**Énoncé du problème**
Dans l’article sur la Coupe du monde de boucherie, recopiez le passage compris entre « Les 2 et 3 septembre » et « de son histoire. », inclus, en remplaçant « septembre » par « octobre ».

ÉVÈNEMENT
Coupe du monde de boucherie : la ruée vers l’or  

Les 2 et 3 septembre prochains, l’équipe de France de boucherie participera au World butchers’ challenge, la Coupe du monde de boucherie, en Californie. Avec un espoir, celui de décrocher le deuxième titre de son histoire.

Coupe du monde de boucherie : la ruée vers l’or  
Les candidats auront 3h15 pour préparer un buffet de viandes long de plus de sept mètres. ©CFBCT

À la conquête de l’Ouest américain ! Début septembre, les membres de l’équipe de France de boucherie défendront chèrement leurs chances pour décrocher un deuxième titre mondial à l’occasion du World butchers’challenge, organisé à Sacramento en Californie. C’est dans l’arène du Golden 1 Center que les Français tenteront de s’imposer, après le titre remporté en 2016 et surtout au terme de plus de trois ans de préparation. Créé en 2011, cet évènement – aujourd’hui devenu le plus grand rendez-vous de la boucherie au monde – était à l’origine une compétition entre la Nouvelle-Zélande et l’Australie. Elle s’est ouverte au Royaume-Uni en 2013, puis à la France en 2016. Après trois ans d’absence, la compétition fait son grand retour. Cette année, ce sont quatorze équipes qui se disputeront le titre : l’Allemagne l’Australie, le Brésil, le Canada, les États-Unis, la France, la Grande-Bretagne, l’Irlande, l’Islande, l’Italie, le Mexique, la Nouvelle-Zélande, le Pays de Galles et le Portugal.

Les olympiades de la viande

Pour cette grande compétition, les concurrents disposeront de 3h15 pour préparer puis présenter aux membres du jury un buffet de viandes (bœuf, porc, agneau) de plus de sept mètres de long à partir de carcasses d’une demi-vache, d’un demi-porc, d’un agneau et de cinq volailles. « Un exercice à la fois physique et technique demandant de la coordination entre chaque membre de l’équipe et une grande créativité dans la présentation », indique la Confédération française de la boucherie, boucherie-charcuterie, traiteurs (CFBCT) dans un communiqué. Chaque équipe senior est composée de six bouchers et de deux remplaçants. L’équipe de France, championne d’Europe en titre, a été composée sur dossiers par le capitaine, Joël Lucas, Meilleur ouvrier de France (MOF), en concertation avec la CFBCT et l’Association des MOF bouchers, membres fondateurs de l’association nationale pour la promotion des concours en boucherie-charcuterie-traiteur (ANPCBCT). Après la présentation d’un dossier de candidature, les postulants ont été évalués sur leurs capacités techniques et leur esprit d’équipe au sein de l’École nationale supérieure des métiers de la viande (ENSMV) à Paris. « J’avais comme responsabilité de sélectionner des candidats venus de toute la France, sur une épreuve durant laquelle ils avaient comme mission de faire une préparation bouchère à base de bœuf en peu de temps, explique Joël Lucas. Ils étaient notamment jugés sur leur rapidité, leur dextérité et leur technique. »

**Données fournies**
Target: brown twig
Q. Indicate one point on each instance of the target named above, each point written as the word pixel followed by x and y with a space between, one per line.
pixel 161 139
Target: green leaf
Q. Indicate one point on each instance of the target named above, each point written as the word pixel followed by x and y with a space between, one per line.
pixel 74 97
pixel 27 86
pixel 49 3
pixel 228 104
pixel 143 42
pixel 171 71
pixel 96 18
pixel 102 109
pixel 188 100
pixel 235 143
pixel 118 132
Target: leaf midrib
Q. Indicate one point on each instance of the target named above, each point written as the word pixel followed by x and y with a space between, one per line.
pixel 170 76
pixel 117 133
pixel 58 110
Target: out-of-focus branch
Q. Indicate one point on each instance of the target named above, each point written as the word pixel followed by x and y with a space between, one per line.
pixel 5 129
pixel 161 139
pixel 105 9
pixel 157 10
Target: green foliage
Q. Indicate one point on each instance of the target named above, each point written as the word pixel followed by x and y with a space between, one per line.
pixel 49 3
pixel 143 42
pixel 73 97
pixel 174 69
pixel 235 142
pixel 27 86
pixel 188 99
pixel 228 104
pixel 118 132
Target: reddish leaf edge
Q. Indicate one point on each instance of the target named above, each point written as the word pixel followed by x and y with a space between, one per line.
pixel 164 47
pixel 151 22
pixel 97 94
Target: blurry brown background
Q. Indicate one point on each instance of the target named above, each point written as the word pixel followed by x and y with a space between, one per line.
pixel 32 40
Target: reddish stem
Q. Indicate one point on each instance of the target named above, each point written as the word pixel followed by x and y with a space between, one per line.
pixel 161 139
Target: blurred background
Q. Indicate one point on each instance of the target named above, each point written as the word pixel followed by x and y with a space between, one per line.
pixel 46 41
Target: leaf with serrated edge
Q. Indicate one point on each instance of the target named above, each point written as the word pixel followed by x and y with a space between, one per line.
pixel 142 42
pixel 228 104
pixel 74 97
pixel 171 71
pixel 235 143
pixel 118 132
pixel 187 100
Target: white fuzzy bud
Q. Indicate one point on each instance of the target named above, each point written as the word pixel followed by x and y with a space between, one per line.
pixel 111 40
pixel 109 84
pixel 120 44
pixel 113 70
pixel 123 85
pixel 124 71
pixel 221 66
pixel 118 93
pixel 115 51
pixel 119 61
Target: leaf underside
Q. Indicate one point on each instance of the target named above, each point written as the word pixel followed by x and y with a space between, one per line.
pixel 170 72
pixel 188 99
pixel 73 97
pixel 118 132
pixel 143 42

**Réponse proposée**
Les 2 et 3 octobre prochains, l’équipe de France de boucherie participera au World butchers’ challenge, la Coupe du monde de boucherie, en Californie. Avec un espoir, celui de décrocher le deuxième titre de son histoire.